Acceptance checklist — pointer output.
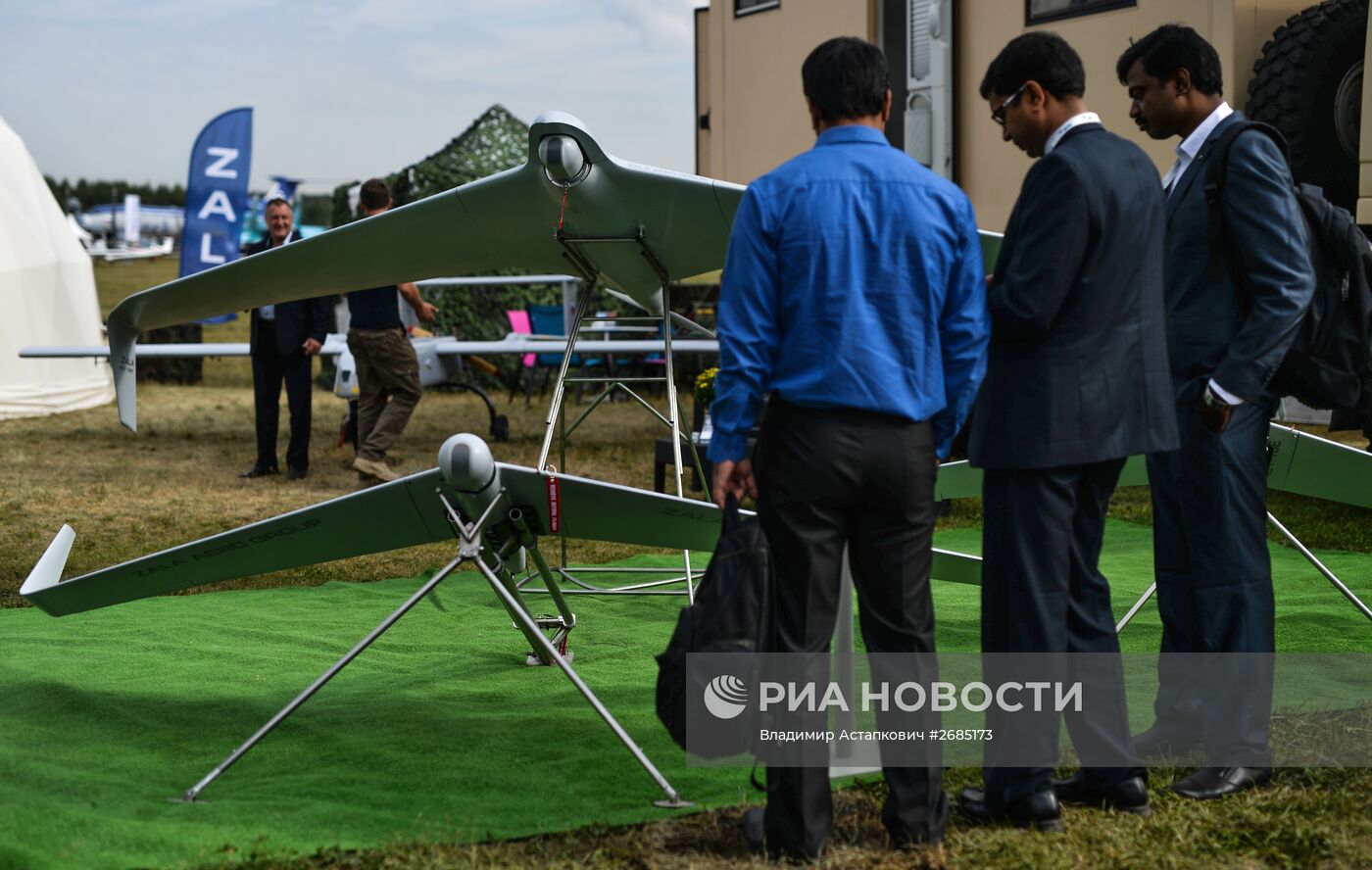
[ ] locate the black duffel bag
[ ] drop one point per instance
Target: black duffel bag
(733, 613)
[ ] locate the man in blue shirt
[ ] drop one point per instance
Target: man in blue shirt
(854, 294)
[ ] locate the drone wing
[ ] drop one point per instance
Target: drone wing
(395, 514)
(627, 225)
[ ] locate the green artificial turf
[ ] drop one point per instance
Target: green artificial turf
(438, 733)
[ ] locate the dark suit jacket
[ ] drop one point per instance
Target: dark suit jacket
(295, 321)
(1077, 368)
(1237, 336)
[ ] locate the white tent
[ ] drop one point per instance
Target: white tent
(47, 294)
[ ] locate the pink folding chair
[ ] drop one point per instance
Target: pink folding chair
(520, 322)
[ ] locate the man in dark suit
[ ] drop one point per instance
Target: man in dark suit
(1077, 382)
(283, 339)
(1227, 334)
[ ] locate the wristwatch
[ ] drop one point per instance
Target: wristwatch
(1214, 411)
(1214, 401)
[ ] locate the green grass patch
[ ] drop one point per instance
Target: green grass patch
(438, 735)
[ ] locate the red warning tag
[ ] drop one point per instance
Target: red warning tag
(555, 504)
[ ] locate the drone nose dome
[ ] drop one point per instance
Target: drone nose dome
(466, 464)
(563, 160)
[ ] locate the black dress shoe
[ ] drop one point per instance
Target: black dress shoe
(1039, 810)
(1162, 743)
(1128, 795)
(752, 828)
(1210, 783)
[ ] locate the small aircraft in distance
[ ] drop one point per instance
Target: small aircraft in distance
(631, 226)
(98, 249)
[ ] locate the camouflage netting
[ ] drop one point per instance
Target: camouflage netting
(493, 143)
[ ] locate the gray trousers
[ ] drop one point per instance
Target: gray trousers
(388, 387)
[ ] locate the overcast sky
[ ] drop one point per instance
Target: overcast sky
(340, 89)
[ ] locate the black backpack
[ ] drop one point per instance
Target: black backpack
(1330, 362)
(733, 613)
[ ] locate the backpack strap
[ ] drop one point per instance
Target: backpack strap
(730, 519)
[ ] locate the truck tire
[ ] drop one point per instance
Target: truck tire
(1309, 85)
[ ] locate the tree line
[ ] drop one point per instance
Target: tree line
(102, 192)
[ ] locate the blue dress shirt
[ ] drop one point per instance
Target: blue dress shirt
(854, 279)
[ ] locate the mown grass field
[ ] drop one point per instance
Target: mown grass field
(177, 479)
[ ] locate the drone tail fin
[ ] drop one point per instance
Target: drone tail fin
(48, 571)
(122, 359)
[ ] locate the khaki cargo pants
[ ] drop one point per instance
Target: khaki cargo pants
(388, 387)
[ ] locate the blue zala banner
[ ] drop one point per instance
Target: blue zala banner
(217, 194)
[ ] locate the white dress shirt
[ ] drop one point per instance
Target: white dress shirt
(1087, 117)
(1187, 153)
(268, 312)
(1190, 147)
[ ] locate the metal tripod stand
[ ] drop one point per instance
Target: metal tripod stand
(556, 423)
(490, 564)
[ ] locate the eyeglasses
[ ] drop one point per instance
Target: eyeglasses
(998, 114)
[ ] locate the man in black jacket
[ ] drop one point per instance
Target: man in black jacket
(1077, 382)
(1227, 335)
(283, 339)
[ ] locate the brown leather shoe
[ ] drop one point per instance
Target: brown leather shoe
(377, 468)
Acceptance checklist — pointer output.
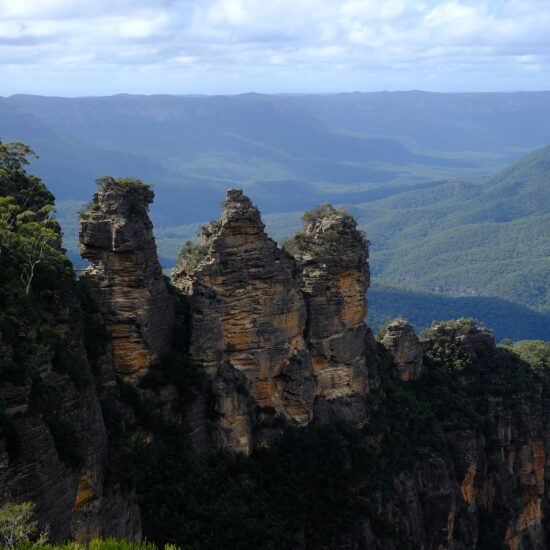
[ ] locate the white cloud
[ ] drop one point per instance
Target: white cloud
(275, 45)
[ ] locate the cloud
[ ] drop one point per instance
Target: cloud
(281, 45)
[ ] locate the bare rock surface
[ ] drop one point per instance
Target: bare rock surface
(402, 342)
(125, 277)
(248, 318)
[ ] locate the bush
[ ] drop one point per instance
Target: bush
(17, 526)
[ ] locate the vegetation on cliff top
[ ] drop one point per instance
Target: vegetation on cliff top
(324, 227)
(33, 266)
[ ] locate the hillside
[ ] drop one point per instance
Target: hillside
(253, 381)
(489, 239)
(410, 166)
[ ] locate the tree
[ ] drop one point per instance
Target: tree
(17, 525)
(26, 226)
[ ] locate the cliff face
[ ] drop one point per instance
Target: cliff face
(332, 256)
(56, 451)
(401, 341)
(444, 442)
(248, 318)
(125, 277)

· · · ·

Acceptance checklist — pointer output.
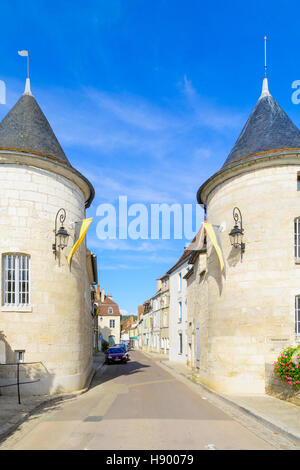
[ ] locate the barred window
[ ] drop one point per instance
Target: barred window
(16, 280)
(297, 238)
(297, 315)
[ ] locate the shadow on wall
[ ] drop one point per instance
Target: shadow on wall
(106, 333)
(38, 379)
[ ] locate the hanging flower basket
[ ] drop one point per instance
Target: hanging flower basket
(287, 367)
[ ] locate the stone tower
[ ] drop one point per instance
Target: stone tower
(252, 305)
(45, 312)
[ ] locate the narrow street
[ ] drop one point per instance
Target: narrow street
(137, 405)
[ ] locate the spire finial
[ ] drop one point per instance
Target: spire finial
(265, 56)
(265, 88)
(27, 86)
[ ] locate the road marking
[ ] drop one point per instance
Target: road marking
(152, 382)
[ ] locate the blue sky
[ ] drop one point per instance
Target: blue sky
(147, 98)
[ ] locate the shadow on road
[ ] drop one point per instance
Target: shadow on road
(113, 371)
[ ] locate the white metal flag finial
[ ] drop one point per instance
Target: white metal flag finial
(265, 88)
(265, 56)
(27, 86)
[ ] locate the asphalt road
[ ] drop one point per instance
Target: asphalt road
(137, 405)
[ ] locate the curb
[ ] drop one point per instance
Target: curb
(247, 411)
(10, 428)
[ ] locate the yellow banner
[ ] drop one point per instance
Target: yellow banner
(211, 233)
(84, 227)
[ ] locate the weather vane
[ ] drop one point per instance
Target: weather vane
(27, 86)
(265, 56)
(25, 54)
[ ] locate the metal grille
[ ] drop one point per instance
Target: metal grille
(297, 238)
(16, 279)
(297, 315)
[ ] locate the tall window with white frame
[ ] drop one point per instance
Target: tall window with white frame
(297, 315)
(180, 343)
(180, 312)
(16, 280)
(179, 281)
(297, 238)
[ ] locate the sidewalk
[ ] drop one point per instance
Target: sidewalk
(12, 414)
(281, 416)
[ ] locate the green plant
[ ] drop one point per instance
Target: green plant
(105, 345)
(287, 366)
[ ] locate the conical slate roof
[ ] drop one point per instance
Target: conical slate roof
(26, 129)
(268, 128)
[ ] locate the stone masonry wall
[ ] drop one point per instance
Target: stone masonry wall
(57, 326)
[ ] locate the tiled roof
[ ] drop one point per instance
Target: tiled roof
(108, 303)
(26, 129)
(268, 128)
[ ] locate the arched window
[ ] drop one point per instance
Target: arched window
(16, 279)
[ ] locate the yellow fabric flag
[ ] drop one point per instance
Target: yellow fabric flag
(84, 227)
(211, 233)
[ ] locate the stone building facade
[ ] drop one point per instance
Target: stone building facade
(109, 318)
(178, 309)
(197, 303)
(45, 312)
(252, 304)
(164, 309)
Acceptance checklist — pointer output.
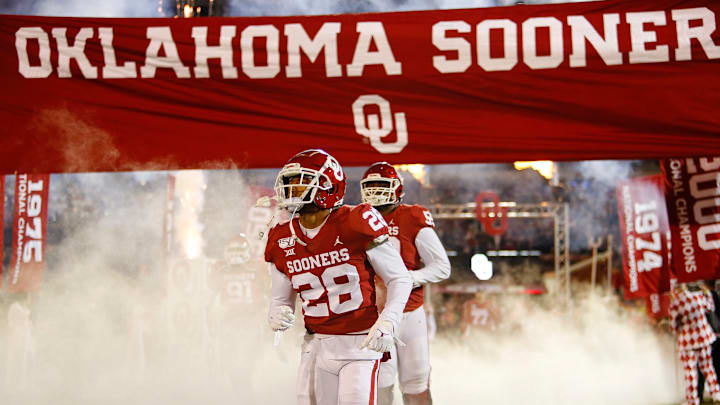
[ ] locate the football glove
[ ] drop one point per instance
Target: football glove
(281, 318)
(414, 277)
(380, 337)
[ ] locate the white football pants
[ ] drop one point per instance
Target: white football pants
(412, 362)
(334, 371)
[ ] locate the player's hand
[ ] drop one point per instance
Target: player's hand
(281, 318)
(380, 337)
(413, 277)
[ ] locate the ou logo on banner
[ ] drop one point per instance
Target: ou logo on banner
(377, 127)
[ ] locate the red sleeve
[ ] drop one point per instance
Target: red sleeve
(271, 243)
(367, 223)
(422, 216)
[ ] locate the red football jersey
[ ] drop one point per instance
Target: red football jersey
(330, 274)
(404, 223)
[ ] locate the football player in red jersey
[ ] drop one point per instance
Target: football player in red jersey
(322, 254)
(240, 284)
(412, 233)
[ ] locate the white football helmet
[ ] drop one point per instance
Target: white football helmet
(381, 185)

· · · ·

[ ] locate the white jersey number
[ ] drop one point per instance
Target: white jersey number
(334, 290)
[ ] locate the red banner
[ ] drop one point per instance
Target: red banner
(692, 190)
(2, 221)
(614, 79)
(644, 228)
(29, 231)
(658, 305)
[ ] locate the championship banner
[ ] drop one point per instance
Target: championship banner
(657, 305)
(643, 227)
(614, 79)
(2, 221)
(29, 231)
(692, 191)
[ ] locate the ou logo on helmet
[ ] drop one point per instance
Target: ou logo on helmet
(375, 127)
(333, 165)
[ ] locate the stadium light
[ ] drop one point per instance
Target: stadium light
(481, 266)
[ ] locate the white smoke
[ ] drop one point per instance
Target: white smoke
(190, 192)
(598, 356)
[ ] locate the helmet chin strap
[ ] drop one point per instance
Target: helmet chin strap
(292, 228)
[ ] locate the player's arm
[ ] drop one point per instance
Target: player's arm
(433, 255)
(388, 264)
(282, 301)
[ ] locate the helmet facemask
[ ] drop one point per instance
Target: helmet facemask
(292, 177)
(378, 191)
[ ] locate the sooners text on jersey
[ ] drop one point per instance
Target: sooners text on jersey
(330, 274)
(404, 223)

· · · ·

- WHAT IS EXPECTED: What you return must be an exact retyping of the lines above starting at the line with "Target: black duffel bag" and ending at the line with "[ ] locate the dark suit jacket", and nothing besides.

- RESULT OF THE EXERCISE:
Target: black duffel bag
(733, 613)
[ ] locate the man in blue shirt
[ ] drop one point per instance
Target: man in blue shirt
(854, 294)
[ ] locate the drone wing
[ ] drop one point per instance
Target: drone wing
(395, 514)
(627, 225)
[ ] locate the green artificial turf
[ ] drop one point per instance
Target: green artificial turf
(438, 733)
[ ] locate the dark suit jacket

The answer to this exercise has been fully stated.